begin Dataset excerpts

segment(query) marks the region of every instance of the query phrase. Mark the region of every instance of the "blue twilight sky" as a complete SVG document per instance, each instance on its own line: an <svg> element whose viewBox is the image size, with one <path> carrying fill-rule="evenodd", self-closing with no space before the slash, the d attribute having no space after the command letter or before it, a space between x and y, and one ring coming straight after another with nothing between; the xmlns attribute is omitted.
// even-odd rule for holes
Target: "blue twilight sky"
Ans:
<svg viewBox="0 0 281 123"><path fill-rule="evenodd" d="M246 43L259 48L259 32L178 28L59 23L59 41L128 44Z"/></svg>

end Dataset excerpts

:: Task instructions ::
Copy the rows above line for line, with no changes.

:: Exercise result ::
segment(query) marks the region of every instance of the query phrase. Mark the region of every instance of the "blue twilight sky" as a complete SVG document per instance, each instance on its own line: an <svg> element whose viewBox is the image size, with one <path> carrying fill-rule="evenodd", self-closing with no space before the slash, the d attribute having no space after the command letter or before it, a space between x and y, and one ring coming straight after another with nothing between; the xmlns attribute is omitted.
// even-odd rule for holes
Target: "blue twilight sky"
Ans:
<svg viewBox="0 0 281 123"><path fill-rule="evenodd" d="M246 43L259 48L259 32L178 28L59 23L59 41L128 44Z"/></svg>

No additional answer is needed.